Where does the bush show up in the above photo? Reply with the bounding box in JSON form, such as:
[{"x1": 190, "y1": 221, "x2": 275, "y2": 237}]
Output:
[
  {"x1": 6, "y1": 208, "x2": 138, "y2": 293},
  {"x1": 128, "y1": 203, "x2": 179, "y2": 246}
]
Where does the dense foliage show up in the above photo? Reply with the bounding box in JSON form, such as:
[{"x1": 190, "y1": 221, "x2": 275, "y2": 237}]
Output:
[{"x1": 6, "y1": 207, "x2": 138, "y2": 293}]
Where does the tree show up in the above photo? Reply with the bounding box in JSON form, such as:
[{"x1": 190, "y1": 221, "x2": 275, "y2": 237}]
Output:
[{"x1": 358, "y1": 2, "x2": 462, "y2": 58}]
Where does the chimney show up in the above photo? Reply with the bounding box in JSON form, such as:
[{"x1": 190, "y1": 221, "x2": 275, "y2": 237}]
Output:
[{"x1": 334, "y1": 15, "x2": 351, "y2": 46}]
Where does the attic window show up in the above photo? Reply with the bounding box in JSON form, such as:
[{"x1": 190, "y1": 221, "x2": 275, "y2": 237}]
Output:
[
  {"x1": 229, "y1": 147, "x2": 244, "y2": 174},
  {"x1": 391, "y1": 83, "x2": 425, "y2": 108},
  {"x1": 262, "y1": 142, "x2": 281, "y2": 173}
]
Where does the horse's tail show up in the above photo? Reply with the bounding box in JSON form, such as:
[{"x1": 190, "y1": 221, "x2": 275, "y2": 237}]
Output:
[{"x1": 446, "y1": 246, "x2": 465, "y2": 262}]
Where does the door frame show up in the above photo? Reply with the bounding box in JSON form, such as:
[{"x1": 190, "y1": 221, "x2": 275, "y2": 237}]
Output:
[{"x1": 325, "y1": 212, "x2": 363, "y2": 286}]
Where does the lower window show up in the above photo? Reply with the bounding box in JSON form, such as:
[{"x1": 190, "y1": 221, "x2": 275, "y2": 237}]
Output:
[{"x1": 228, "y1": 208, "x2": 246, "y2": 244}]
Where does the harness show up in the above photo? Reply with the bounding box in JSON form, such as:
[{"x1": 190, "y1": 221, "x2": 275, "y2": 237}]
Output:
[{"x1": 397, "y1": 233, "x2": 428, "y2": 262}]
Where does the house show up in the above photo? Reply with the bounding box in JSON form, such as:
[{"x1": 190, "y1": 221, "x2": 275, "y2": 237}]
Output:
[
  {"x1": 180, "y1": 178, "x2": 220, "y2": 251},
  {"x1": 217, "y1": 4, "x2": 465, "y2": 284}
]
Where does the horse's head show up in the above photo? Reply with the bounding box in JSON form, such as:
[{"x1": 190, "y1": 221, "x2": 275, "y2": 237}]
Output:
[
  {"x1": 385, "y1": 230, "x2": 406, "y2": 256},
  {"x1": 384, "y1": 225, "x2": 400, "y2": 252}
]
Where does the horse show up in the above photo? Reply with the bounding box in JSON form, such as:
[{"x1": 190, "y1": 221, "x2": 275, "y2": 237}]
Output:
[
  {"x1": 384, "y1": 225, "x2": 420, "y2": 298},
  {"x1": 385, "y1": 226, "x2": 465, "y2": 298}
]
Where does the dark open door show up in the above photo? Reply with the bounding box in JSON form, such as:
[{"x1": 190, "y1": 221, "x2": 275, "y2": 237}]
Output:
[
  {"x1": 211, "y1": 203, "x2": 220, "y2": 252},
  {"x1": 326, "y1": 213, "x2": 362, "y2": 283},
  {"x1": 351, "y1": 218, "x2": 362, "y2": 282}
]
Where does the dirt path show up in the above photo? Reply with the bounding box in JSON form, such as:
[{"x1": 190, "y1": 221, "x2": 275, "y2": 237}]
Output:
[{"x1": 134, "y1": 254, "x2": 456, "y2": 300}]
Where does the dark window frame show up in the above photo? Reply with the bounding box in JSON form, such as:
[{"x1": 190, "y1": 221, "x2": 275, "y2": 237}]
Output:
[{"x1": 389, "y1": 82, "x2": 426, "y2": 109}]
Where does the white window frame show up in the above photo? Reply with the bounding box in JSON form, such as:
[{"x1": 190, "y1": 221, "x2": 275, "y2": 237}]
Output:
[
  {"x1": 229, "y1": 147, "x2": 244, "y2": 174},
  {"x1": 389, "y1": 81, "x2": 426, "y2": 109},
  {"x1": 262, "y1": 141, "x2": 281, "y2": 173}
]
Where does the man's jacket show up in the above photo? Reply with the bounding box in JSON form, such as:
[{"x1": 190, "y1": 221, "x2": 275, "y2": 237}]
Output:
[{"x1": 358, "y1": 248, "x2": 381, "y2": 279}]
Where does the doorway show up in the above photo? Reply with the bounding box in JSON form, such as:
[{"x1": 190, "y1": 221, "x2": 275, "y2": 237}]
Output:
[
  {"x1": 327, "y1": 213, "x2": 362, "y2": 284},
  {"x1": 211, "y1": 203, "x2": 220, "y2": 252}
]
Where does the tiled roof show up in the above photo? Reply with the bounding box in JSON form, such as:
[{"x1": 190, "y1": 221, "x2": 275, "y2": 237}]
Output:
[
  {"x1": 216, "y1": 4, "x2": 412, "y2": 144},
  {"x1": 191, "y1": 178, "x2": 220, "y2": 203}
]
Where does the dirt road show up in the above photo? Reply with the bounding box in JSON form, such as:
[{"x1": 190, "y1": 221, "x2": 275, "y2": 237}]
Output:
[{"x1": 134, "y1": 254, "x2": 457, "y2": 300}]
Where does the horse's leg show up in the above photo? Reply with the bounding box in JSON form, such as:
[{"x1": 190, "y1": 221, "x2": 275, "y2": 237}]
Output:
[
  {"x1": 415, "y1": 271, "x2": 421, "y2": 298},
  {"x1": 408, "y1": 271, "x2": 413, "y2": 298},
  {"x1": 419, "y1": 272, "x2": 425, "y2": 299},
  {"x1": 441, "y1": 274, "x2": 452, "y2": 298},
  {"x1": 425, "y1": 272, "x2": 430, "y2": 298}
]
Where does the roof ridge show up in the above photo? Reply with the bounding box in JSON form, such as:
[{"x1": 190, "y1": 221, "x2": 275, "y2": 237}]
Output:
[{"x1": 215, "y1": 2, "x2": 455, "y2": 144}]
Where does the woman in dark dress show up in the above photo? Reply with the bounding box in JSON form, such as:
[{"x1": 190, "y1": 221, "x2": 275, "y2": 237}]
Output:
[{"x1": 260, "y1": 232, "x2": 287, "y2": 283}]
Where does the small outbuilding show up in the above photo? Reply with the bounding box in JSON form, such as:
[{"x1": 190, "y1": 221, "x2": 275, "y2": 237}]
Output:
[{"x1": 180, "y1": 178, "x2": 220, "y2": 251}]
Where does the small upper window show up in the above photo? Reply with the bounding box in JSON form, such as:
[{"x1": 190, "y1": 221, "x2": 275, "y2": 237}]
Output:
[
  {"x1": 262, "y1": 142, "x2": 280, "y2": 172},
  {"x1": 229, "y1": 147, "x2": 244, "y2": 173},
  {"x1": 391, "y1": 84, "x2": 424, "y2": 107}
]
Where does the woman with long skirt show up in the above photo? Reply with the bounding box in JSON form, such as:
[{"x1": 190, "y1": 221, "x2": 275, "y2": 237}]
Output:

+ + + + + + +

**GIVEN REQUEST:** Rescale the stretch from the line containing "Where does the small upper" through the end of the items, and write all of those lines out again with the requests included. Multiply every bounding-box coordinate in the answers by 1.2 and round to whole numbers, halves up, leaving the requests and their format samples unchanged.

**COMPLETE RESPONSE:**
Where does the small upper window show up in the above photo? Reply with the bounding box in JSON form, such as:
[{"x1": 190, "y1": 221, "x2": 275, "y2": 237}]
Output:
[
  {"x1": 314, "y1": 170, "x2": 336, "y2": 206},
  {"x1": 275, "y1": 176, "x2": 293, "y2": 208},
  {"x1": 469, "y1": 101, "x2": 509, "y2": 128}
]
Where does the woman with long skirt show up in the above photo? Reply with the bounding box in JSON form, such as:
[{"x1": 190, "y1": 221, "x2": 275, "y2": 237}]
Output:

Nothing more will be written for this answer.